Segment Start: Document text

"This way." "That way, that way." "Go straight!" "Right, yes, right." These are just some of the directions Charlie has been giving us as we drive the white car around. His sense of direction is impeccable, or so it seems. When a couple of blocks before there's an intersection Charie points ahead and says "I want, I want," we know Charlie knows where he wants to go, and where he wants us to go.
That wasn't my first thought on hearing those "I want"'s from the back seat of the car. I figured that Charlie "wanted" something and, in particular, something to eat. Food is the main item he tells us he'd like, along with some toys, CDs, DVDs. But the "I want"'s in the car have been of a different sort, precisely as Charlie isn't requesting some concrete, tangible thing. He's asking for something far more imprecise and abstract, that we go in a certain direction, "left," "right," "straight."
I've been finding these "in the car I want"'s indicative of something new in Charlie's use of language, in that he's asking not for stuff, but for something that's more, how to put it, abstract? that's an idea, a concept. Of course, Charlie's not asking for hypotheticals, but for something that he can see (going in a certain direction). But asking for "go straight" and "turn right" isn't the same as asking for crackers or a video. The result isn't something you can hold in your hand and eat or play with. Charlie's learning to ask for other things, for something other than things.

Segment End: Document text

• [Questions]:
**A.** In the passage about Charlie's directions, what does Charlie say when he points ahead a couple of blocks before an intersection?
**B.** Quote the passage about Charlie's directions from "I've been finding" up to and including "other than things.".
You won't need the records.

Segment Start: Extracted entries

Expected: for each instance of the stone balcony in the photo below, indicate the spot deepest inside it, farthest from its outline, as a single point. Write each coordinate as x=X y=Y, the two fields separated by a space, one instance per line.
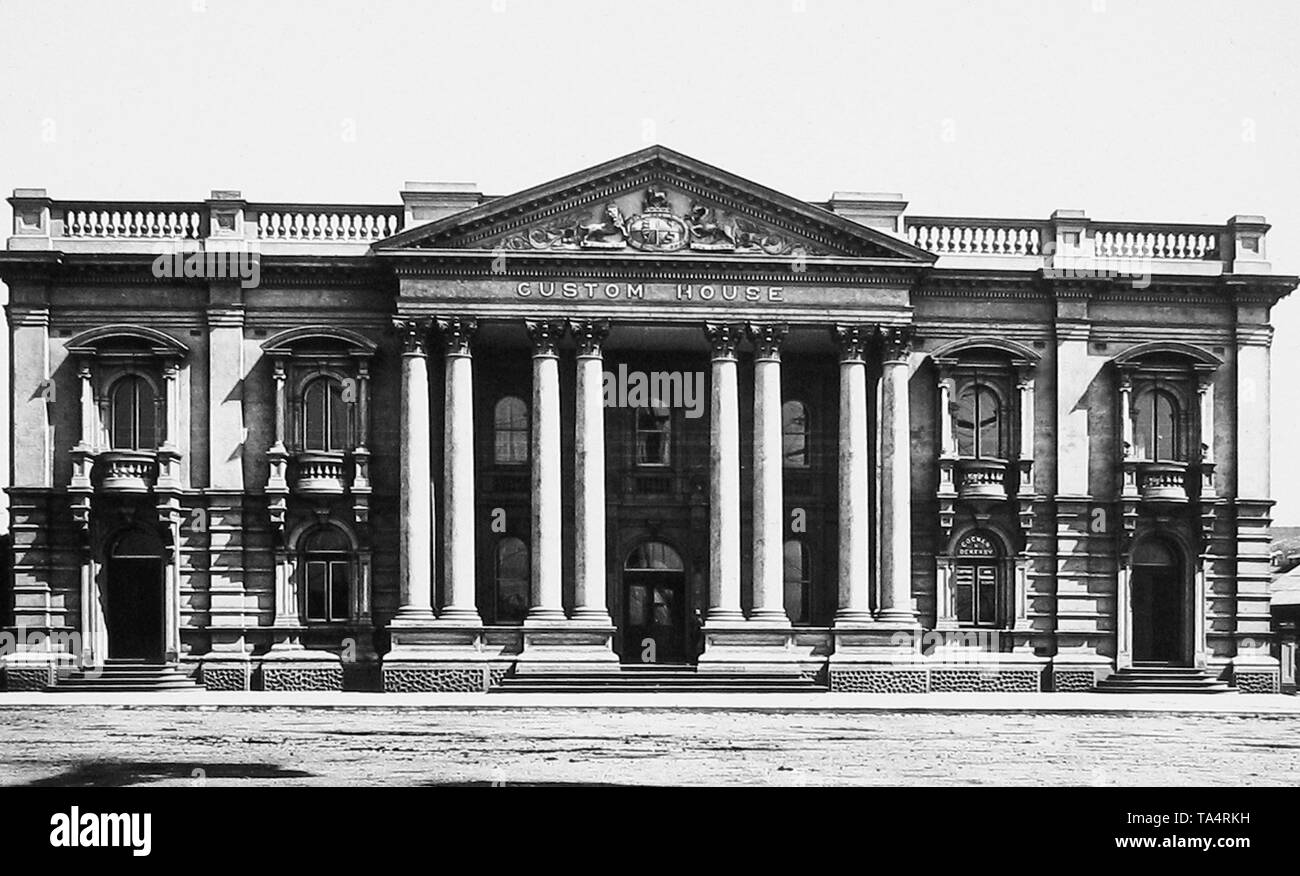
x=126 y=471
x=320 y=473
x=983 y=478
x=1165 y=482
x=1067 y=243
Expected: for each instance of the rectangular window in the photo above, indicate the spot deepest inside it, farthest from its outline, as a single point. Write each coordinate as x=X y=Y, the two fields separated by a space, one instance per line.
x=317 y=577
x=975 y=588
x=328 y=590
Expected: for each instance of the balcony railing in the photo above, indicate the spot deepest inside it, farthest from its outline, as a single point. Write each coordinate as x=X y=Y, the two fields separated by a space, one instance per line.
x=982 y=478
x=307 y=222
x=1161 y=482
x=982 y=237
x=126 y=471
x=320 y=473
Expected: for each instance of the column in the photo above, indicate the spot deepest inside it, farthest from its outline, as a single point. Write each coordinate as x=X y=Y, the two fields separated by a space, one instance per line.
x=854 y=460
x=545 y=460
x=589 y=602
x=415 y=533
x=1025 y=387
x=90 y=419
x=947 y=441
x=768 y=507
x=896 y=478
x=282 y=404
x=458 y=534
x=1126 y=416
x=723 y=476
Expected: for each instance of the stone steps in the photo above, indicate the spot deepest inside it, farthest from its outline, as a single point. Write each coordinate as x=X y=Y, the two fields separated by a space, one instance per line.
x=640 y=679
x=125 y=676
x=1157 y=679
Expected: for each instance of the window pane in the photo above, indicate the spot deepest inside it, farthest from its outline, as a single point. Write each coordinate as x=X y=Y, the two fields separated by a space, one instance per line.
x=654 y=436
x=338 y=590
x=794 y=429
x=965 y=593
x=963 y=424
x=637 y=606
x=313 y=415
x=510 y=430
x=147 y=416
x=796 y=572
x=338 y=425
x=987 y=577
x=512 y=584
x=1166 y=428
x=122 y=424
x=989 y=413
x=316 y=575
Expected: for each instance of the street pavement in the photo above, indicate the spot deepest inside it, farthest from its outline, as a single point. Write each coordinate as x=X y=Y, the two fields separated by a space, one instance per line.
x=259 y=738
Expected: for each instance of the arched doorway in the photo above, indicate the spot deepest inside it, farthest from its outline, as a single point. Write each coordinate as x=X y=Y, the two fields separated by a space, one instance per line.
x=133 y=605
x=1157 y=594
x=654 y=606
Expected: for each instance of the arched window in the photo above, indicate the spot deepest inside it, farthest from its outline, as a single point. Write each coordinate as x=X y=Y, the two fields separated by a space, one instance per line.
x=1157 y=434
x=653 y=556
x=511 y=577
x=326 y=572
x=979 y=424
x=794 y=434
x=654 y=437
x=798 y=581
x=325 y=416
x=978 y=581
x=510 y=430
x=133 y=415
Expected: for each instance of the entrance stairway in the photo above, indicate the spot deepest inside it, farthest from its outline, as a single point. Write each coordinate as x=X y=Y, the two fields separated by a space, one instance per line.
x=633 y=679
x=1162 y=679
x=125 y=676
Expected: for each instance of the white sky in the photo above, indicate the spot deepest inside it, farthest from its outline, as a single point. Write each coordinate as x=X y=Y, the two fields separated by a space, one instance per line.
x=1178 y=111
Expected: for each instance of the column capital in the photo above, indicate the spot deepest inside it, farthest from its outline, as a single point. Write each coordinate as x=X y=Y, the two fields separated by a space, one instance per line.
x=896 y=342
x=456 y=334
x=853 y=341
x=545 y=335
x=767 y=338
x=590 y=335
x=414 y=333
x=724 y=337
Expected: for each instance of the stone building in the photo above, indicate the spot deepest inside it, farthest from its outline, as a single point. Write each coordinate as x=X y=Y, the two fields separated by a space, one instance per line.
x=649 y=412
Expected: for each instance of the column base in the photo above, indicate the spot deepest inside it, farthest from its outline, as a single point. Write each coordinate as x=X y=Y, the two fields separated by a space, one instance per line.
x=567 y=646
x=755 y=646
x=299 y=668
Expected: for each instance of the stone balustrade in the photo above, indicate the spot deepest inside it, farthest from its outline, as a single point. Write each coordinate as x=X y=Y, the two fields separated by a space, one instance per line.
x=320 y=473
x=976 y=235
x=130 y=220
x=1144 y=241
x=1067 y=239
x=126 y=471
x=306 y=222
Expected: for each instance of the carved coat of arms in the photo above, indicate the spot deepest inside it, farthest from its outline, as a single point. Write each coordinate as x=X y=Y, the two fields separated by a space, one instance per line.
x=655 y=229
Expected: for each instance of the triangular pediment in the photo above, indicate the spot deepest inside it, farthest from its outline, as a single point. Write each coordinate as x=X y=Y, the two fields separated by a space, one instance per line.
x=655 y=203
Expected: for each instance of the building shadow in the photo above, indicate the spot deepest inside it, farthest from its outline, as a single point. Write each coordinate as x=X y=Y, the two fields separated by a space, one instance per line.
x=112 y=773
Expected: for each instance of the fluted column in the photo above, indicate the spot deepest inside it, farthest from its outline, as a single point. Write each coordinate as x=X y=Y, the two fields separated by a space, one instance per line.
x=545 y=460
x=589 y=602
x=724 y=476
x=415 y=527
x=768 y=508
x=896 y=478
x=459 y=472
x=854 y=504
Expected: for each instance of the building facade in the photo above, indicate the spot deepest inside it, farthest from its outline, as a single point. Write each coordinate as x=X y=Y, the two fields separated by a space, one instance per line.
x=649 y=412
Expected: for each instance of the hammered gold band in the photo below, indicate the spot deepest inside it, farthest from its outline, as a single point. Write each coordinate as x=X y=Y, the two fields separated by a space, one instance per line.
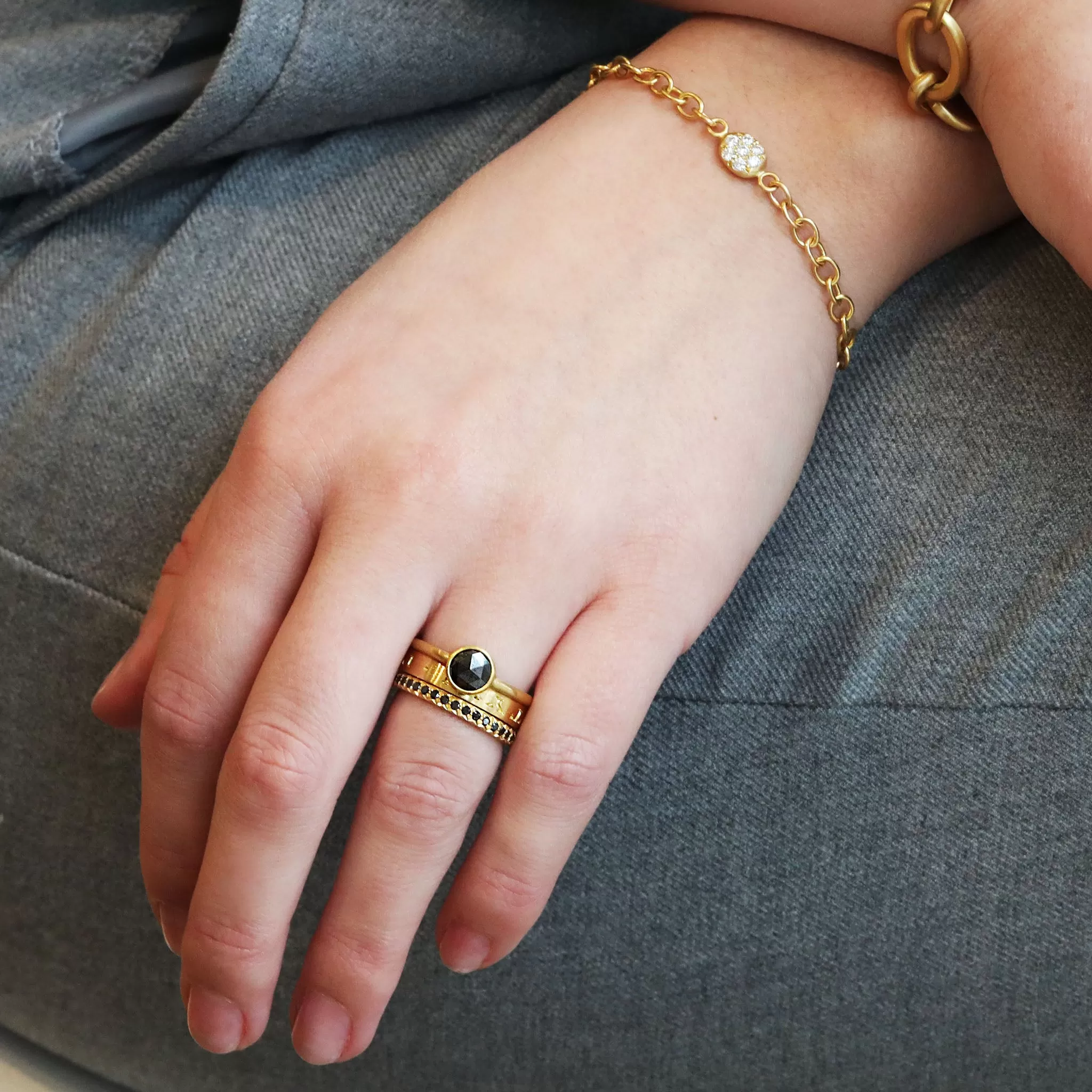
x=464 y=683
x=932 y=91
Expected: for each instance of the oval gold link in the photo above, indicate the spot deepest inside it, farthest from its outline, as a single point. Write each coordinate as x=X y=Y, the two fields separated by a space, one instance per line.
x=957 y=50
x=804 y=222
x=918 y=91
x=839 y=315
x=833 y=278
x=697 y=113
x=792 y=212
x=937 y=11
x=668 y=87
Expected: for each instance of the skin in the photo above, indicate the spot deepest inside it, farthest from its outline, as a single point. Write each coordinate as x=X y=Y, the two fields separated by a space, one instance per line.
x=557 y=419
x=1030 y=85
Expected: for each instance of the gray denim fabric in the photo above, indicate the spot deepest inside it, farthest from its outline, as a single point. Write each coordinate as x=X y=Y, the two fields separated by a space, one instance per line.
x=850 y=849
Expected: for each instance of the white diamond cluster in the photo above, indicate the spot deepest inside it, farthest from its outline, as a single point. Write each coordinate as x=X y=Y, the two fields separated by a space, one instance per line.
x=743 y=154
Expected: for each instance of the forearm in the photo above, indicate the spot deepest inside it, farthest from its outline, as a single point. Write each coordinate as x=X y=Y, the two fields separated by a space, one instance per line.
x=871 y=25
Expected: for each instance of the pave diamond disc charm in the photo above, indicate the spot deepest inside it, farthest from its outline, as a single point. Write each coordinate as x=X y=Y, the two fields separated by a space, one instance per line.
x=743 y=155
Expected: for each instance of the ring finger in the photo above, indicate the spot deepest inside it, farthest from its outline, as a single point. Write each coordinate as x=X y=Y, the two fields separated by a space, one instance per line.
x=427 y=777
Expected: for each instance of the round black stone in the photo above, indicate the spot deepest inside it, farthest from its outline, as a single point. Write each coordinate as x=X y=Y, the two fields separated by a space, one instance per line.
x=470 y=670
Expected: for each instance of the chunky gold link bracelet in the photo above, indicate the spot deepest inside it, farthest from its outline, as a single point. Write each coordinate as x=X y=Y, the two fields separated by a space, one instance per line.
x=928 y=89
x=745 y=157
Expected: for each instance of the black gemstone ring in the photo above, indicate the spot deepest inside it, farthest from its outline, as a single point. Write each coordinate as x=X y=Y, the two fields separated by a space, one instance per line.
x=464 y=683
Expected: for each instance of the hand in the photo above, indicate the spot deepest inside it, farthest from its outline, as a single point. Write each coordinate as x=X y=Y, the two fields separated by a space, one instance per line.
x=1030 y=86
x=557 y=420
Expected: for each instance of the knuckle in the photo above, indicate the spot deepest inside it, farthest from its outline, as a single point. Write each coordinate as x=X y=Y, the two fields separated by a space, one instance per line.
x=170 y=872
x=566 y=767
x=179 y=709
x=223 y=942
x=425 y=797
x=508 y=890
x=363 y=953
x=275 y=462
x=279 y=767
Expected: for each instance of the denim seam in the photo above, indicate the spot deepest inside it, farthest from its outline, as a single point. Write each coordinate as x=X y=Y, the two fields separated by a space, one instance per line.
x=895 y=706
x=26 y=563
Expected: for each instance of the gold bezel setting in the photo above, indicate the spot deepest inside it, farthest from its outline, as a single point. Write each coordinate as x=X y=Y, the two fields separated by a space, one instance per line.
x=481 y=651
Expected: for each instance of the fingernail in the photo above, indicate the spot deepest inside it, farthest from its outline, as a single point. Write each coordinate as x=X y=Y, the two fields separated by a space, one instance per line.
x=215 y=1022
x=173 y=923
x=462 y=949
x=322 y=1030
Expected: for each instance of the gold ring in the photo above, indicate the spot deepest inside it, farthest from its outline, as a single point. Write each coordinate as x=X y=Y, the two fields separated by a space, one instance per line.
x=464 y=684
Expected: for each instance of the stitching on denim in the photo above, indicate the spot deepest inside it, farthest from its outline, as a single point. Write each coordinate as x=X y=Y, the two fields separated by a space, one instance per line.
x=896 y=706
x=26 y=563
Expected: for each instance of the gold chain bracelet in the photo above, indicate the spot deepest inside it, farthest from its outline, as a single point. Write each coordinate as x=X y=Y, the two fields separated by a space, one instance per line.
x=928 y=89
x=745 y=157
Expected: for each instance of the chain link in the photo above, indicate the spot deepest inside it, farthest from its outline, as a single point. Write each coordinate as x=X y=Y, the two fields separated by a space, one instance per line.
x=692 y=108
x=932 y=91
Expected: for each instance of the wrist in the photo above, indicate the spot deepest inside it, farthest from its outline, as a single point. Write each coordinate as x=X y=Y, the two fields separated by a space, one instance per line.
x=872 y=25
x=889 y=194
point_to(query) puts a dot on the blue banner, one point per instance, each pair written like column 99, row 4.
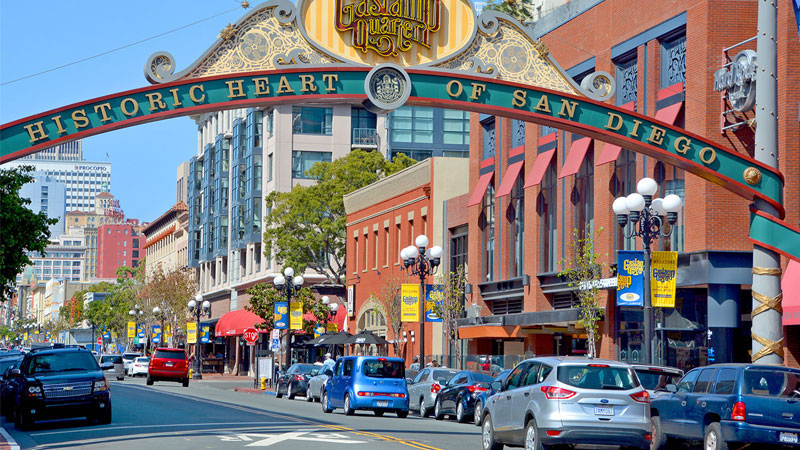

Segment End: Extracted entries

• [Answers to the problems]:
**A.** He says "I want, I want."

**B.**
I've been finding these "in the car I want"'s indicative of something new in Charlie's use of language, in that he's asking not for stuff, but for something that's more, how to put it, abstract? that's an idea, a concept. Of course, Charlie's not asking for hypotheticals, but for something that he can see (going in a certain direction). But asking for "go straight" and "turn right" isn't the same as asking for crackers or a video. The result isn't something you can hold in your hand and eat or play with. Charlie's learning to ask for other things, for something other than things.